■ Excerpt ■
For example in a working setup, in the edge syslog we see the following log messages:

### process NSD is started. NSD polls for any interface changes in every 500ms.
bm-edge-1 systemd 1 - - Started Edge NSD.
### process datapathd is started. datapathd creates interface kni-lrport-0, which is detected by NSD
bm-edge-1 NSX 8298 - [nsx@6876 comp="nsx-edge" subcomp="nsd" tid="8298" level="INFO"] Set interface kni-lrport-0 MAC 02:50:56:xx:xx:xx
### The message below is the most important message. The following message triggers a script called ip.py.
bm-edge-1 NSX 8298 - [nsx@6876 comp="nsx-edge" subcomp="nsd" tid="8298" level="INFO"] Detected parent kni interface kni-lrport-0 creation state up, ifindex 11
### script ip.py is called. The script configures KNI thread cores
bm-edge-1 NSX 10730 - [nsx@6876 comp="nsx-edge" subcomp="nsd" tid="10730" level="INFO"] ExecuteCmd (Child): Running: ' /usr/bin/sudo /opt/vmware/nsx-edge/bin/ip.py configure-cpu --kni kni-lrport-0', env: ''

In a setup where the script is not called, like the above symptoms log entries:

bm-edge-1 systemd 1 - - Started Edge NSD.

■ Information given ■
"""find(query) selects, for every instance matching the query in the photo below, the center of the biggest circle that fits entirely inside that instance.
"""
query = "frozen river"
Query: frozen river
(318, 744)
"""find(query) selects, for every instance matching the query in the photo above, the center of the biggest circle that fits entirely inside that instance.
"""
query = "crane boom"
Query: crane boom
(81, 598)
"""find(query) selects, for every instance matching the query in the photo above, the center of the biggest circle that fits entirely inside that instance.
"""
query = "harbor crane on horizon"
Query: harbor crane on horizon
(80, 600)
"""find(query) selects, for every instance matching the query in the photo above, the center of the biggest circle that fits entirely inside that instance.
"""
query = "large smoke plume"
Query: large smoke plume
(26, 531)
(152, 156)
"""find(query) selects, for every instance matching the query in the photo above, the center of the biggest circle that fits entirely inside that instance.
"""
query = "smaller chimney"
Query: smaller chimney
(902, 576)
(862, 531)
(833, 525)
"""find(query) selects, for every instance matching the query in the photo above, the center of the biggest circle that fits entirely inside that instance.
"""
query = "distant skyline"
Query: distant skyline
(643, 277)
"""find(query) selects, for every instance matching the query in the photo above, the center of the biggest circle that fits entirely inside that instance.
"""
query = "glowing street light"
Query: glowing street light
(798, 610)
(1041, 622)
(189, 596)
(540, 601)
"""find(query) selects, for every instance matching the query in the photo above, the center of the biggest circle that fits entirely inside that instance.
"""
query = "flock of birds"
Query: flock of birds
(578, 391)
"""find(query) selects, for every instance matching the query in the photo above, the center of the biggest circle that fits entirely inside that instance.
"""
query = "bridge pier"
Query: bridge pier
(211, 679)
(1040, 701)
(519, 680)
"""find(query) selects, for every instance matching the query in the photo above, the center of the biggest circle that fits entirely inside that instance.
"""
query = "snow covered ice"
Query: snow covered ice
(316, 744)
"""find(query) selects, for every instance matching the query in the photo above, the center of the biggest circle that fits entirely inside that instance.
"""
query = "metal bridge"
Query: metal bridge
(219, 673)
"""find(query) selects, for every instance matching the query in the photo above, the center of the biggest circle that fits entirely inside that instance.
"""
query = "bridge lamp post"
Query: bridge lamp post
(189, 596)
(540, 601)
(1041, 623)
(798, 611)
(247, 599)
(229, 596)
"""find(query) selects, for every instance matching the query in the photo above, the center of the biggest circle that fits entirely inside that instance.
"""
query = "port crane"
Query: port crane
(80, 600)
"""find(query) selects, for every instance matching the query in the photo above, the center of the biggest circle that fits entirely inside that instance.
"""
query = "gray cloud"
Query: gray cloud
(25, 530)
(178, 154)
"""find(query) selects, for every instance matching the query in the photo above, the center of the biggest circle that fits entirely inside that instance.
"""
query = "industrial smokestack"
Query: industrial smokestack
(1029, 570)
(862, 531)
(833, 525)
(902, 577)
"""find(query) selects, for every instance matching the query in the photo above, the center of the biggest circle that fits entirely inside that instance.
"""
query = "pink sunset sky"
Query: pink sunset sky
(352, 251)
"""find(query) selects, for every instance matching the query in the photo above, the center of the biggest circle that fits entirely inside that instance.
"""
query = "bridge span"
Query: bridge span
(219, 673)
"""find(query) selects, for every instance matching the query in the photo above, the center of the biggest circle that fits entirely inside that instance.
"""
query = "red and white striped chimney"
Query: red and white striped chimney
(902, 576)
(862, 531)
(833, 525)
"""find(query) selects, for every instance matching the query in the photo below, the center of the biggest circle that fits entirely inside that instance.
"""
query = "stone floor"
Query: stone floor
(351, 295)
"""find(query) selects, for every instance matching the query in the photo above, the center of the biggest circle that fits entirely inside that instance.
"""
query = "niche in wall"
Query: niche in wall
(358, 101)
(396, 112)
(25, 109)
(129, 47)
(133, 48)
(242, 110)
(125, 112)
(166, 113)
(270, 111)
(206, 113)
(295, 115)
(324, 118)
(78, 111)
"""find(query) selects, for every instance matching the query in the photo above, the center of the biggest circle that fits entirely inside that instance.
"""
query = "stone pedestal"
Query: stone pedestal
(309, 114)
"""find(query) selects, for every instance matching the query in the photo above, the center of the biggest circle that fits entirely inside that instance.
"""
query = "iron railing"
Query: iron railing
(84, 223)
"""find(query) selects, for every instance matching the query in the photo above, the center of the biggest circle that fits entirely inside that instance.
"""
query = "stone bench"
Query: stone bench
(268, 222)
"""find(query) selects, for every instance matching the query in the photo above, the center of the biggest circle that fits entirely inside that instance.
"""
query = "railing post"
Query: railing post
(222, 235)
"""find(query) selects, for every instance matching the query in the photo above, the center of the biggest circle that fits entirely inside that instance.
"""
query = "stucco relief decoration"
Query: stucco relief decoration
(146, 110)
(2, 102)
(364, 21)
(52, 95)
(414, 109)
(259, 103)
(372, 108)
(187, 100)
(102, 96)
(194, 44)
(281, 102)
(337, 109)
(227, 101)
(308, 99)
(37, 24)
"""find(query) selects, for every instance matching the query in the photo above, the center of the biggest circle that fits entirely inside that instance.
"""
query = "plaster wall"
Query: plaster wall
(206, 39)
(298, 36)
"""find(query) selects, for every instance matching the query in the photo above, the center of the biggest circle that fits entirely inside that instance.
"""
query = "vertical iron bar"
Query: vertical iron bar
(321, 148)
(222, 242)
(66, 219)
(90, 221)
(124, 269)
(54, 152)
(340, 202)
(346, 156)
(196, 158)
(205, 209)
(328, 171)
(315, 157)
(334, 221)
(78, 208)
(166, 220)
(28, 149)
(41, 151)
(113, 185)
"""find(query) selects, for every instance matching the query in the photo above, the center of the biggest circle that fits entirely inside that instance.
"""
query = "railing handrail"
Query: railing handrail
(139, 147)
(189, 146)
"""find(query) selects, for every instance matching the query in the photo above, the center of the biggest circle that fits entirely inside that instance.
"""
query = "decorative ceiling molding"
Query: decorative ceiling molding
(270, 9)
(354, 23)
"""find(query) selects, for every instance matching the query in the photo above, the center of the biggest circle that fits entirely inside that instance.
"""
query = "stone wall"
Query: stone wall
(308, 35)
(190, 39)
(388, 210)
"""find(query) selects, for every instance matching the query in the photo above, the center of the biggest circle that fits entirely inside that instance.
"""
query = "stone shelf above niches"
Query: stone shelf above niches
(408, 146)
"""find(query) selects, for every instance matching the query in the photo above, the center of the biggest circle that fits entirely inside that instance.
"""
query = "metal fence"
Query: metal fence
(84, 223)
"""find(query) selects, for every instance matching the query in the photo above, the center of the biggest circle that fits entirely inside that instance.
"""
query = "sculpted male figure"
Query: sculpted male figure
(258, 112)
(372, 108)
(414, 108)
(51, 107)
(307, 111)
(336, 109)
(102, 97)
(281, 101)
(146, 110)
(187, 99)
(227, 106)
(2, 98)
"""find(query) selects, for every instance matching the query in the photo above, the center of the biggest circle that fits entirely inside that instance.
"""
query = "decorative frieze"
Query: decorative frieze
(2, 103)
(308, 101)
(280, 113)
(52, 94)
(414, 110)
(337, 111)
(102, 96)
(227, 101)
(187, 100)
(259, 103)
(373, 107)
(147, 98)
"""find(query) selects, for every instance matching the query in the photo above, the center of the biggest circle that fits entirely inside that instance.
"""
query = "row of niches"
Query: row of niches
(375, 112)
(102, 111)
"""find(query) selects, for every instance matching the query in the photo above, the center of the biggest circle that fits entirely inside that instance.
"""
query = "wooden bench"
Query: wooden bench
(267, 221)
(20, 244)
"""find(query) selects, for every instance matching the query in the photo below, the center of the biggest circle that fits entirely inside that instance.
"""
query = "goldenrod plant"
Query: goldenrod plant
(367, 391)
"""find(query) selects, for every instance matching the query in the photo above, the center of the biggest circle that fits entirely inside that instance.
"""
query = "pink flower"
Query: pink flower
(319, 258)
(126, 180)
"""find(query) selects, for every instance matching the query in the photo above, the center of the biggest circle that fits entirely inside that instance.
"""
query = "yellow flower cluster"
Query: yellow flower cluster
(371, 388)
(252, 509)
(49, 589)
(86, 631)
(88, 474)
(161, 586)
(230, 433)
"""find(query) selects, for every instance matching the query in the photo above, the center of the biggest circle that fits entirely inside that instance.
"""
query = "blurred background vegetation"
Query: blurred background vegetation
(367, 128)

■ Aim of the task ■
List, in order, every comment line in the syslog excerpt above that begins with "###", omitting the "###" marker.

■ Answer section ■
1. process NSD is started. NSD polls for any interface changes in every 500ms.
2. process datapathd is started. datapathd creates interface kni-lrport-0, which is detected by NSD
3. The message below is the most important message. The following message triggers a script called ip.py.
4. script ip.py is called. The script configures KNI thread cores